Studio album by Walter Hawkins
- Released: 1990
- Studio: Love Center Church, Oakland
- Genre: Gospel
- Length: 1:05:56
- Label: Malaco Records
- Producer: Walter Hawkins

= Love Alive IV =

Love Alive IV is a studio album by gospel artist Walter Hawkins and the Family released in 1990 on Malaco Records. It was produced by Hawkins. The album spent ten weeks at No. 1 on the Billboard Top Gospel Albums chart and reached No. 29 on the Billboard Top Christian Albums chart.

Love Alive IV earned a Grammy nomination in the category of Best Gospel Album By A Choir Or Chorus.

== Critical reception ==

AllMusic gave the album a 3 out of 5 star rating.

DATASET SECTION:

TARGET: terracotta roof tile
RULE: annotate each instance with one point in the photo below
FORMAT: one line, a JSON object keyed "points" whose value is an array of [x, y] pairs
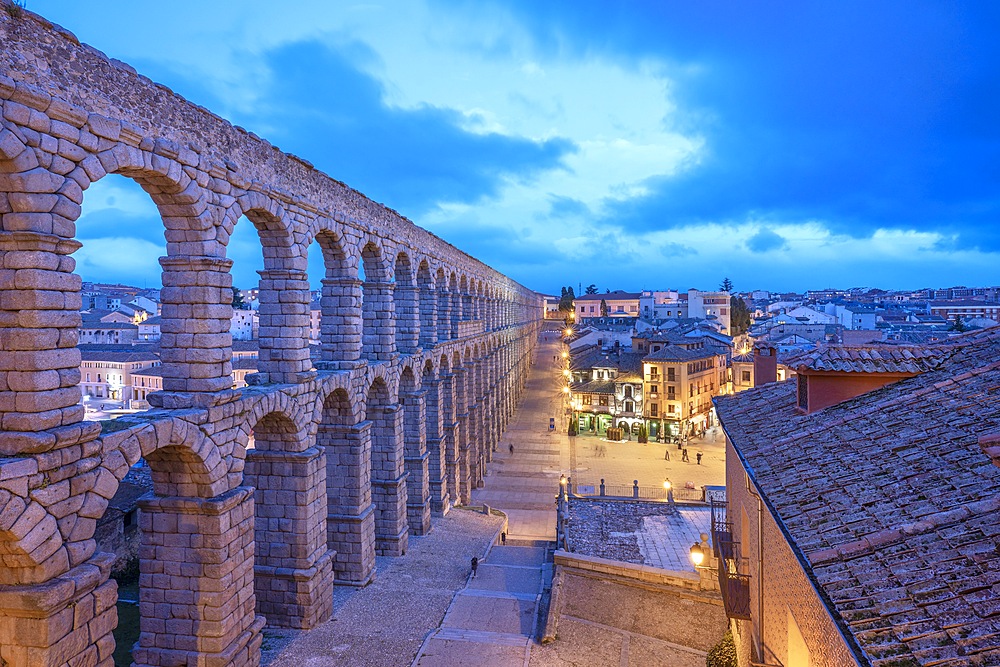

PROBLEM DETAILS:
Answer from the Love Alive IV text:
(a) Which record label released the album?
(b) In what Grammy category was the album nominated?
(c) What rating did AllMusic give the album?
The data above has no role here.

TASK SOLUTION:
(a) Malaco Records
(b) Best Gospel Album By A Choir Or Chorus
(c) 3 out of 5 stars